> Task requirements: Rewrite the items below with "distinct occurrence" changed to "separate instance" everywhere it appears, leaving everything else as it is.

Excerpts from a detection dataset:

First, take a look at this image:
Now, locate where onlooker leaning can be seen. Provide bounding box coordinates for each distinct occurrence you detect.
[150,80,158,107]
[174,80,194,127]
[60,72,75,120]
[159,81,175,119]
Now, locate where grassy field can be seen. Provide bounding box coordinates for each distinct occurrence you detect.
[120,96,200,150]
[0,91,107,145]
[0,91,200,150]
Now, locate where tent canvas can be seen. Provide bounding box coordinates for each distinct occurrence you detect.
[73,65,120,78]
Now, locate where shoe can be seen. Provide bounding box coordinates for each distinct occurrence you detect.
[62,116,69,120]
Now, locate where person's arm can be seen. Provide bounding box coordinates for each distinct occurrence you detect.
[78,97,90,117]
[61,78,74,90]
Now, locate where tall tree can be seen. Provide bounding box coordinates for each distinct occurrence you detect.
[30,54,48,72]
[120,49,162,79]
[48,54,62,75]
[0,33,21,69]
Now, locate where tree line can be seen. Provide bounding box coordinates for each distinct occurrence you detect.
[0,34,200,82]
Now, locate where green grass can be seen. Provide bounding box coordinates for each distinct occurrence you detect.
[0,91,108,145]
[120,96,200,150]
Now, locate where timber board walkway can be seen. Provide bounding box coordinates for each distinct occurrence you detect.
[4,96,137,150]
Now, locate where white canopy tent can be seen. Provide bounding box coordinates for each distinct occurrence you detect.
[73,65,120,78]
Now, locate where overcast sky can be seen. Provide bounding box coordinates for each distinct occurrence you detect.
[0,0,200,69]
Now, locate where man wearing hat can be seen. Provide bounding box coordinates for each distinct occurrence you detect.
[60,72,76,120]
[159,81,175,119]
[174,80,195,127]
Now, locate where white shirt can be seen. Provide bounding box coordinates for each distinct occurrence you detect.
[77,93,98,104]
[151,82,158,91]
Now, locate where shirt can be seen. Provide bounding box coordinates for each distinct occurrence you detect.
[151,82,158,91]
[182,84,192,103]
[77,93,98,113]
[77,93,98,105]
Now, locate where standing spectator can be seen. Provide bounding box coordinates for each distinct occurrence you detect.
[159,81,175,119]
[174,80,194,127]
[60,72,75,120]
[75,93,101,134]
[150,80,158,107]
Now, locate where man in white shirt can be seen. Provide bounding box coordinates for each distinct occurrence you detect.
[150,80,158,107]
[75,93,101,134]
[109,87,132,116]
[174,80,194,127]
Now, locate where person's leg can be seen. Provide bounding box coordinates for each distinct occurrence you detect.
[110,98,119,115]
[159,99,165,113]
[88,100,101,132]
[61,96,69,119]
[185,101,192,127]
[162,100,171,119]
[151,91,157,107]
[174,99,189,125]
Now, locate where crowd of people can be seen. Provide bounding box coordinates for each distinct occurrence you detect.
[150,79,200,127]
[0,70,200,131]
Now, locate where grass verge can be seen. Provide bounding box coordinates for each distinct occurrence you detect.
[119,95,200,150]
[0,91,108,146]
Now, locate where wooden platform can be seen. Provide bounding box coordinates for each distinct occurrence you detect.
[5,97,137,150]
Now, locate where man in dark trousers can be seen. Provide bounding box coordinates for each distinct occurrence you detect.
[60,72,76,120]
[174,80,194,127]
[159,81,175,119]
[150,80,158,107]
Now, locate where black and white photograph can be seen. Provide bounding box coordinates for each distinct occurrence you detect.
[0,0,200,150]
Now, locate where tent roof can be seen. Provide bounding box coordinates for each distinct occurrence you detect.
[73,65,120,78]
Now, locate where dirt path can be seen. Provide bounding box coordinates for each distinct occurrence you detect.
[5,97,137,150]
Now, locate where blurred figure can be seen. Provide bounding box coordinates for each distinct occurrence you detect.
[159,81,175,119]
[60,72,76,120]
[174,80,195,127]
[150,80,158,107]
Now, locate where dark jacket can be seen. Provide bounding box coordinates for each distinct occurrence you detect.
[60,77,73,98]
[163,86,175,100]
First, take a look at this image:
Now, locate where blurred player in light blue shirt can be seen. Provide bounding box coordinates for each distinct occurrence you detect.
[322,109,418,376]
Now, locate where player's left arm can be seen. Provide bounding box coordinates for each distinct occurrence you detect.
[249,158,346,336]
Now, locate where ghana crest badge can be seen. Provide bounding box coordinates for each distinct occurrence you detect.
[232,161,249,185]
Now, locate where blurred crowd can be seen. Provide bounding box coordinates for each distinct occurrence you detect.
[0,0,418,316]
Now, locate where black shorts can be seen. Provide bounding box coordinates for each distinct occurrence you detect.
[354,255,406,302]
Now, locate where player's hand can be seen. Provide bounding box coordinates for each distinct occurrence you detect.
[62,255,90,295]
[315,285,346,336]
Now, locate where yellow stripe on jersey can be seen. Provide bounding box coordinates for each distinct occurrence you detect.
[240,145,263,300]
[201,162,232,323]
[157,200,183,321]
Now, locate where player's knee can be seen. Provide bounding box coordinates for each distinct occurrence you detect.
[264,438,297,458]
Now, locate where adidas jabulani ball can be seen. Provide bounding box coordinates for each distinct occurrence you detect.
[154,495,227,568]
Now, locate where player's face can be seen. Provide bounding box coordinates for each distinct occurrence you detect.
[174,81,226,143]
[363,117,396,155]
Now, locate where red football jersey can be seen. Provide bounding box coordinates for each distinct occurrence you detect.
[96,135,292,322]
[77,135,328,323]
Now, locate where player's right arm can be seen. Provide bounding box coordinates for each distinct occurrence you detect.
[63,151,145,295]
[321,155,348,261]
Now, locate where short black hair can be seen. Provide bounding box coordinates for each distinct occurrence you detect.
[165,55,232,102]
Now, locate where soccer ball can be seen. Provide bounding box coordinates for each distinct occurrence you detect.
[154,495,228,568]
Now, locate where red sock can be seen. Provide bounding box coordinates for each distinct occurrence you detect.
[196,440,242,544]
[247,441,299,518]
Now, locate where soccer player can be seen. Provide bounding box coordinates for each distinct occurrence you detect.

> Response below:
First, take a look at this image:
Now, locate where onlooker leaning can be seen. Provide bounding box coordinates for each separate instance you detect.
[150,80,158,107]
[174,80,194,127]
[60,72,75,120]
[159,81,175,119]
Now, locate where grassy field can be seen. Provide bounding box coordinates for each separate instance you detect.
[120,96,200,150]
[0,91,107,145]
[0,91,200,150]
Now, locate where tent canvas can be seen. Provide bounding box coordinates for each separate instance you detect.
[73,65,120,78]
Now, locate where shoe can be seen. Provide bounding box coordinates for each separate instance you detect.
[62,116,69,120]
Now, locate where person's arm can be seen. Provide bounding box coordinates for each separate instance you detect.
[78,97,90,117]
[61,78,74,90]
Now, locate where tall tree can be seen. Provide bounding box coordinates for each separate instance you detect.
[30,54,48,72]
[120,49,162,79]
[48,54,62,75]
[0,33,21,69]
Now, locate where tree line can be seen. Provide bounding box coordinates for each separate instance you detect.
[0,34,200,82]
Now, locate where green grass can be seen. Provide bounding box coordinates for each separate instance you detect.
[0,91,108,145]
[120,96,200,150]
Now, locate where timber board walkway can be seen. Provide bounding box coordinates for each separate instance you detect.
[4,96,137,150]
Now, locate where white canopy tent can be seen. Provide bounding box coordinates for each separate instance you detect.
[73,65,120,78]
Now, locate where overcast sky can be seen. Provide bounding box coordinates for each separate instance you detect.
[0,0,200,69]
Now, locate where man wearing hat can be seen. Provide bounding box coordinates for each separate instance you detect.
[60,72,76,120]
[159,81,175,119]
[174,80,195,127]
Now, locate where white shirt can be seen. Provide bounding box coordinates for each separate instance you detect.
[77,93,98,104]
[151,82,158,91]
Now, locate where shirt can be seen. Provide bounding box coordinates for each separate instance you detect.
[151,82,158,91]
[182,84,192,103]
[77,93,98,113]
[77,93,98,105]
Now, locate where standing spectator can be seen. Provide bounding box coordinates for each separate instance you detect.
[159,81,175,119]
[174,80,194,127]
[60,72,75,120]
[75,93,101,134]
[150,80,158,107]
Now, locate where man in white shirt can be seen. Provide bounding box coordinates for each separate instance you detect.
[150,80,158,107]
[75,93,101,134]
[109,87,132,116]
[174,80,194,127]
Now, locate where person's leg can be seen. Provide bounding box coordinates for each separate instance you detect.
[110,98,119,115]
[159,99,165,113]
[88,100,101,132]
[61,96,69,119]
[185,101,192,127]
[162,100,171,119]
[151,91,157,107]
[174,99,189,125]
Now, locate where crowd of people can be seen. Provide bounding box coordinates for each separate instance you detect.
[150,79,200,127]
[0,70,200,131]
Now, locate where grass verge can be seen. Provide bounding box coordinates for each separate instance you detect.
[119,95,200,150]
[0,91,108,146]
Now, locate where wooden platform can be seen. Provide bounding box coordinates for each separate instance you detect.
[5,97,137,150]
Now, locate where man in dark trousers can be seen. Provide bounding box coordinates for each separate instance you detect.
[60,72,76,120]
[174,80,194,127]
[159,81,175,119]
[150,80,158,107]
Now, locate where black and white photograph can be seen. Provide bounding box coordinates for each separate instance you detect.
[0,0,200,150]
Now, locate where tent roof can be seen. Provide bounding box coordinates for each separate instance you detect.
[73,65,120,78]
Now, locate where dirt path can be seen. Provide bounding box coordinates for each separate instance you detect.
[5,97,137,150]
Now, locate where blurred figure can be seen. Provide bounding box coordinates for each separate instance you detect.
[159,81,175,119]
[60,72,76,120]
[174,80,195,127]
[150,80,158,107]
Now, locate where dark jacket can be seen. Provide bounding box coordinates for each separate instance you detect.
[60,77,73,98]
[163,86,175,100]
First, take a look at this image:
Now, locate where blurred player in light blue shirt can be seen. Provide bounding box coordinates for each separate instance you detect.
[322,109,418,376]
Now, locate where player's left arm can be seen. Provide bounding box coordinates for each separate instance you detect.
[249,158,346,336]
Now, locate where ghana crest badge can be seen. Provide bounding box coordinates for each separate instance you detect.
[232,161,249,185]
Now, locate where blurred crowd can be seen. Provide bounding box coordinates for each separate instance you detect.
[0,0,418,316]
Now, locate where black shorts can be seen. Provide bounding box coordinates for each separate instance you detect.
[354,255,406,302]
Now, locate where player's hand can be seen. Provide bounding box coordinates for each separate instance you detect.
[62,255,90,295]
[315,285,346,336]
Now, locate where yellow stripe on jersey can be seen. Provide bounding box coordinates for each separate instance you detect.
[240,145,263,300]
[201,162,232,323]
[157,200,183,321]
Now, locate where player's knee can be seen. Provide bounding box coordinates for each separate instance you detect.
[264,438,297,458]
Now, locate where adidas jabulani ball can be seen. Provide bounding box coordinates for each separate instance you detect.
[154,495,227,568]
Now, locate where player's face can be seen. Provide bounding box coordinates for each separate instance you detect.
[174,81,226,143]
[363,117,396,155]
Now, locate where red football jersey can be seen. Provide bounding box coordinates for each separate instance you detect.
[96,135,292,322]
[77,135,328,323]
Now, locate where player's right arm can be seen. Provide bounding box coordinates for each separate instance you detect.
[63,151,145,295]
[321,155,348,261]
Now, locate where short black hair can be seen. Provide bounding box coordinates for each separate instance you detect.
[165,55,232,102]
Now, locate where soccer ball can be seen. Provide bounding box coordinates for each separate instance you detect.
[154,495,228,568]
Now, locate where red sock can be seen. Provide bounding box coordinates for each separate instance you detect.
[196,440,242,544]
[247,441,299,518]
Now, locate where soccer player can be seen. Provide bounding box coordinates for each separate instance you detect.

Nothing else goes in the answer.